[Rows from a pointing dataset]
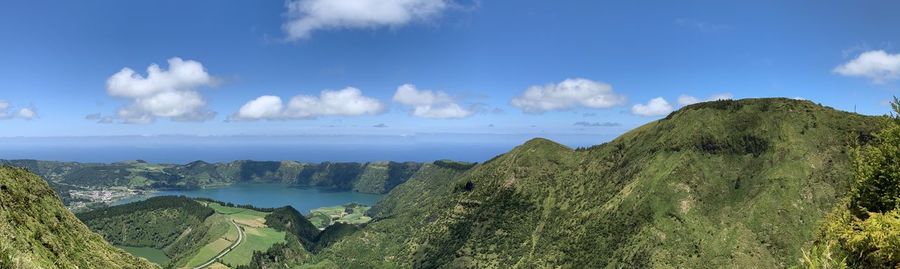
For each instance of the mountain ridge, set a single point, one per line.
(718, 184)
(39, 232)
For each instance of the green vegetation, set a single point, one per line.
(124, 178)
(151, 254)
(179, 232)
(352, 213)
(156, 222)
(746, 184)
(718, 184)
(864, 231)
(289, 220)
(38, 232)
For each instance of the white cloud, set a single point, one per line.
(4, 109)
(689, 100)
(8, 112)
(262, 107)
(570, 93)
(430, 104)
(307, 16)
(26, 113)
(656, 107)
(346, 102)
(168, 93)
(877, 65)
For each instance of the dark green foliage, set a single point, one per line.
(720, 184)
(156, 222)
(333, 233)
(291, 221)
(878, 174)
(290, 252)
(252, 170)
(865, 231)
(399, 173)
(462, 166)
(38, 232)
(740, 145)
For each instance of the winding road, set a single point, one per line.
(225, 251)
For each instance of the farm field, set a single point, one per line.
(257, 237)
(350, 213)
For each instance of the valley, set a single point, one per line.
(85, 186)
(748, 183)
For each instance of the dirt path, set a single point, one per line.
(227, 250)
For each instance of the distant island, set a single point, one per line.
(90, 185)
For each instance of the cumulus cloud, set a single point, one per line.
(430, 104)
(689, 100)
(171, 93)
(877, 65)
(26, 113)
(4, 109)
(597, 124)
(7, 111)
(307, 16)
(346, 102)
(570, 93)
(656, 107)
(99, 118)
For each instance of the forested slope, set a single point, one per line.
(38, 232)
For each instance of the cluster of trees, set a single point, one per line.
(168, 217)
(864, 232)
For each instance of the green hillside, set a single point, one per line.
(127, 178)
(38, 232)
(719, 184)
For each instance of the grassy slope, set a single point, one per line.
(397, 218)
(38, 232)
(719, 184)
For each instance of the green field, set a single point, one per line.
(255, 239)
(216, 246)
(151, 254)
(257, 236)
(349, 213)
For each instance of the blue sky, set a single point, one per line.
(597, 64)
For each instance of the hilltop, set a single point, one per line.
(38, 232)
(718, 184)
(77, 183)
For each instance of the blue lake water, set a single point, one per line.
(271, 195)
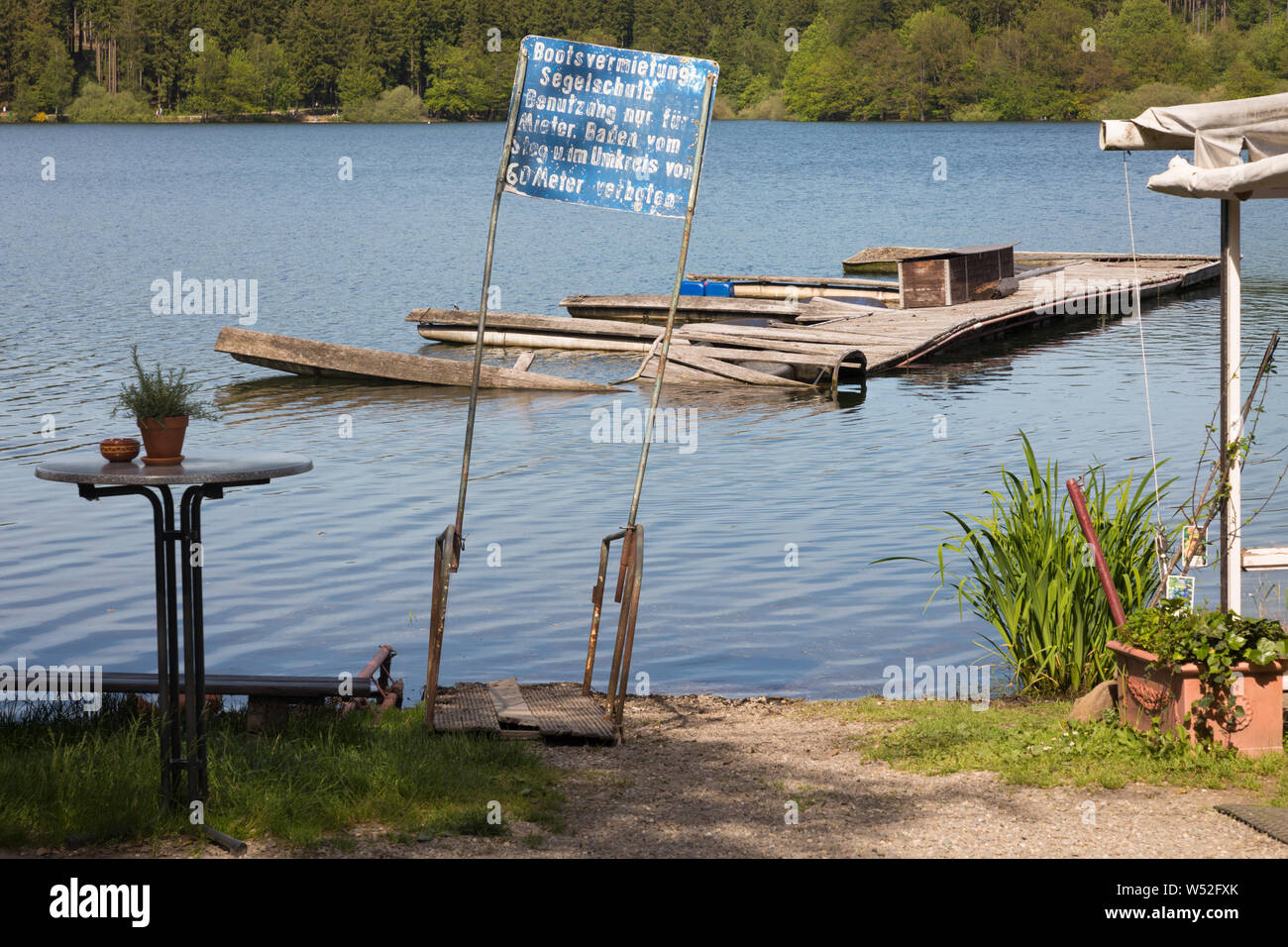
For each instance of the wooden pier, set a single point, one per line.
(823, 341)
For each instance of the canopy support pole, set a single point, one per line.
(1232, 421)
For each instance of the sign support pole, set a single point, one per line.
(515, 94)
(1232, 421)
(675, 298)
(451, 541)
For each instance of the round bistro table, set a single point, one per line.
(205, 478)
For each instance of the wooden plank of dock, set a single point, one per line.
(881, 333)
(885, 260)
(688, 309)
(819, 338)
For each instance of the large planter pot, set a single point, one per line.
(1170, 690)
(162, 440)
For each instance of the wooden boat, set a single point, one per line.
(752, 298)
(529, 330)
(327, 360)
(885, 260)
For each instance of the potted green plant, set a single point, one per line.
(161, 403)
(1214, 674)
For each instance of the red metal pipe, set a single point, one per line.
(1107, 582)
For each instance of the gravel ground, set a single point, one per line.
(711, 777)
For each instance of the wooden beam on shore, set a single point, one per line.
(323, 359)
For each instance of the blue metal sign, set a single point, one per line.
(608, 128)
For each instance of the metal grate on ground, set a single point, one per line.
(465, 709)
(565, 712)
(562, 712)
(1271, 819)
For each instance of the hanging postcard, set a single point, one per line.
(606, 128)
(1183, 587)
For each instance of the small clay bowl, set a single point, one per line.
(119, 450)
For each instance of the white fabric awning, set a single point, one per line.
(1218, 132)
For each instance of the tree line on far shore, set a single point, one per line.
(809, 59)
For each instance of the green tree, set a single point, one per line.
(359, 81)
(46, 72)
(820, 81)
(1147, 42)
(939, 44)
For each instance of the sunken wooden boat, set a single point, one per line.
(327, 360)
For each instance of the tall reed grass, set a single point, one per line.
(1029, 574)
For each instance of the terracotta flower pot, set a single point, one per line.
(162, 438)
(1168, 692)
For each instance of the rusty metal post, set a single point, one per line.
(1089, 530)
(630, 612)
(675, 298)
(596, 598)
(447, 560)
(437, 618)
(515, 94)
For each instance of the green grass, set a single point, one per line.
(65, 777)
(1029, 742)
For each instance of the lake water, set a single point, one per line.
(310, 574)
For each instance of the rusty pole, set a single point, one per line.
(1107, 581)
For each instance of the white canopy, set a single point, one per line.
(1218, 132)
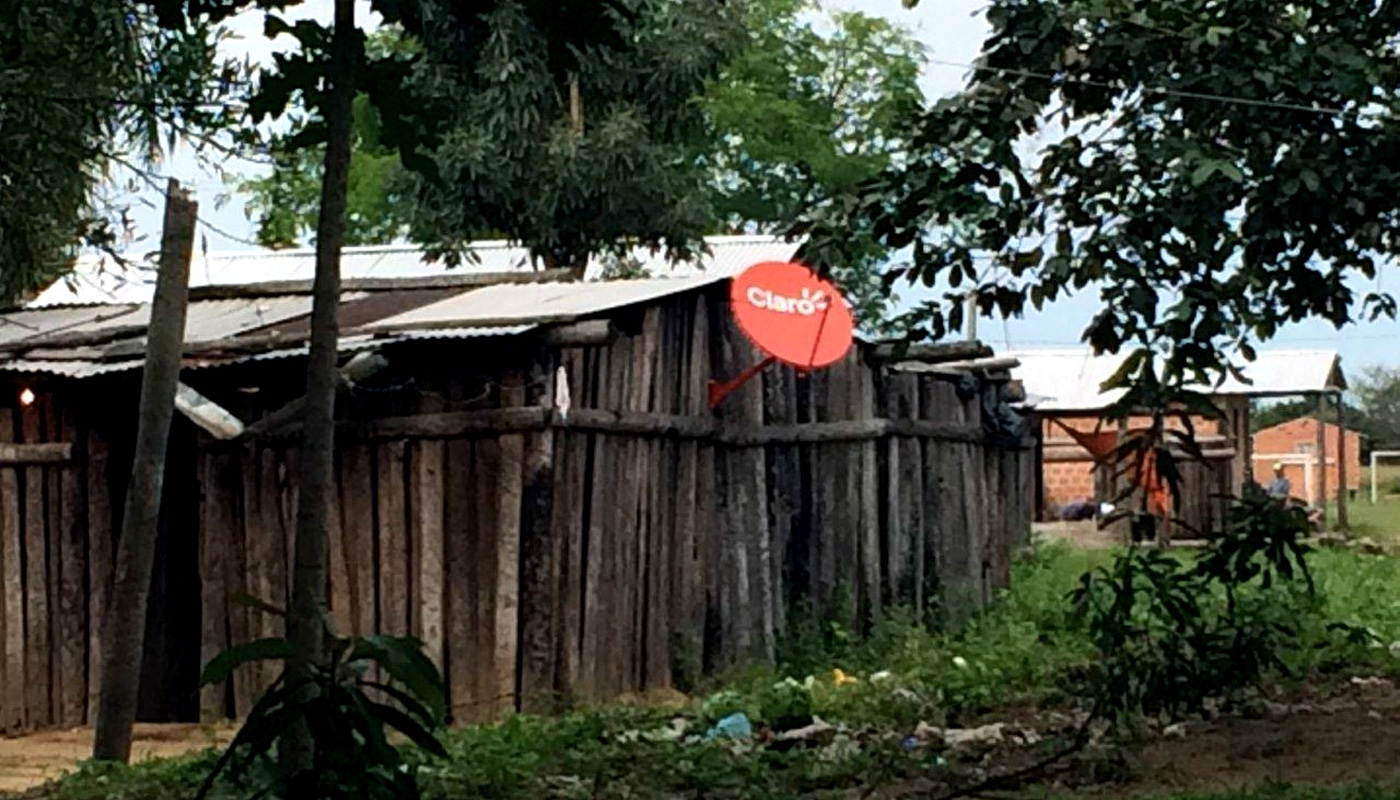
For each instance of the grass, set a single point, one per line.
(1018, 653)
(1379, 521)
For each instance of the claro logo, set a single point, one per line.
(808, 304)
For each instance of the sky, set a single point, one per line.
(952, 31)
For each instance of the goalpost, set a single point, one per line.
(1375, 461)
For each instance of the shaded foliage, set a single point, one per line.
(88, 88)
(1214, 171)
(347, 713)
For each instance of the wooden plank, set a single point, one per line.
(506, 608)
(11, 542)
(338, 559)
(259, 556)
(37, 625)
(429, 549)
(238, 579)
(783, 493)
(745, 562)
(72, 654)
(487, 478)
(538, 562)
(277, 565)
(459, 528)
(392, 544)
(844, 510)
(909, 477)
(98, 551)
(688, 576)
(289, 472)
(357, 502)
(937, 489)
(567, 530)
(37, 453)
(632, 500)
(53, 535)
(216, 524)
(598, 496)
(870, 531)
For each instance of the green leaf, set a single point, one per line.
(221, 666)
(408, 726)
(403, 660)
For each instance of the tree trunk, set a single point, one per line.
(123, 635)
(305, 621)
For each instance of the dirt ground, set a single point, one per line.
(31, 760)
(1351, 737)
(1353, 734)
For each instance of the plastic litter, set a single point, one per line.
(735, 726)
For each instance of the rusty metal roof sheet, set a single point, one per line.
(538, 303)
(1070, 380)
(100, 280)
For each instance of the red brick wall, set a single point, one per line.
(1287, 437)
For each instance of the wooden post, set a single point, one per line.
(1341, 464)
(125, 632)
(1246, 443)
(1320, 486)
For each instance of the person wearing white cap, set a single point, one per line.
(1280, 488)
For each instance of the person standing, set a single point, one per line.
(1280, 488)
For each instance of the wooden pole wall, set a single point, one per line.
(571, 561)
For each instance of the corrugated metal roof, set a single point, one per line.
(28, 324)
(1068, 380)
(101, 280)
(209, 320)
(531, 303)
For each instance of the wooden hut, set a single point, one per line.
(534, 485)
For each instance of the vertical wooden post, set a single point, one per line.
(1341, 464)
(1320, 486)
(11, 590)
(1246, 444)
(125, 632)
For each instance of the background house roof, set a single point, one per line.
(258, 321)
(1071, 380)
(100, 280)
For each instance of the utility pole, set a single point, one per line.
(970, 315)
(123, 635)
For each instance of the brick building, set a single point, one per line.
(1294, 444)
(1064, 385)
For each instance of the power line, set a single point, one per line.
(1185, 94)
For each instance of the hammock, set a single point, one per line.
(1101, 446)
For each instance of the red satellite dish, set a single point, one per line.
(793, 315)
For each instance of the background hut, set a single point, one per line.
(1064, 385)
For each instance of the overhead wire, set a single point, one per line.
(1186, 94)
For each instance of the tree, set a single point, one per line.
(1214, 170)
(807, 109)
(86, 90)
(125, 631)
(378, 206)
(305, 618)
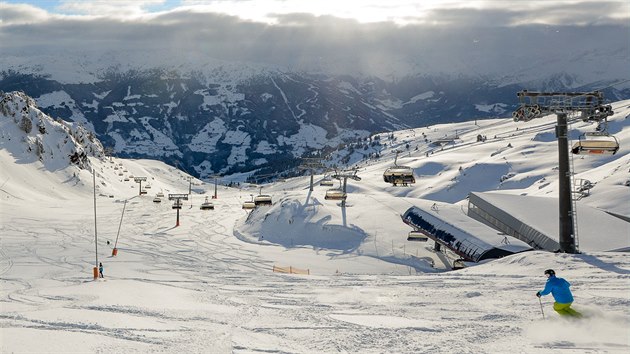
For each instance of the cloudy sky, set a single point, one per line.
(303, 33)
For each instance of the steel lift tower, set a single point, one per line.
(590, 107)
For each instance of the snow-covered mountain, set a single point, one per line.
(210, 116)
(212, 284)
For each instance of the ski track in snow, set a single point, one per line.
(254, 310)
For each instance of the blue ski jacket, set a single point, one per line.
(559, 288)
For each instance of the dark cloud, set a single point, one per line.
(305, 42)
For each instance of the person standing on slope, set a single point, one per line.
(559, 288)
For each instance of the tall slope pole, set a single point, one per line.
(566, 227)
(115, 250)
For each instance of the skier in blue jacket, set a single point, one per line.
(559, 288)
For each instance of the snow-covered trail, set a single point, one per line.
(197, 288)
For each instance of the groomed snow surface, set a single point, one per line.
(198, 288)
(208, 286)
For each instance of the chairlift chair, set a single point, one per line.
(262, 199)
(596, 143)
(207, 205)
(459, 264)
(417, 236)
(327, 182)
(399, 175)
(335, 194)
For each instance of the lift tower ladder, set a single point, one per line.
(591, 107)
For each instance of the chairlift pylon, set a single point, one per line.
(596, 143)
(206, 205)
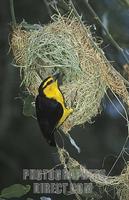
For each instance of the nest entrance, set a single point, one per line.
(62, 46)
(65, 46)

Exercise brief — Render the part of the items above that opens with the line containing "For each instance of the sunken" and closes with the line containing "(1029, 742)" as a JSON list of strings, one string per line, leaving out blank lines.

Exercise solution —
[
  "For each instance of the sunken wooden boat, set a single point, one per line.",
  "(327, 360)",
  "For each instance of the tall reed grass, set a single point, one per line.",
  "(1029, 574)",
  "For each instance of the terracotta flower pot, set a single point, one per line.",
  "(162, 438)",
  "(1168, 692)",
  "For each instance of the rusty metal post, set a single point, one per line.",
  "(1089, 530)",
  "(630, 612)",
  "(675, 298)",
  "(596, 598)",
  "(447, 560)",
  "(437, 618)",
  "(515, 94)",
  "For each instance of the green grass, set a single point, one per line.",
  "(65, 777)",
  "(1029, 742)"
]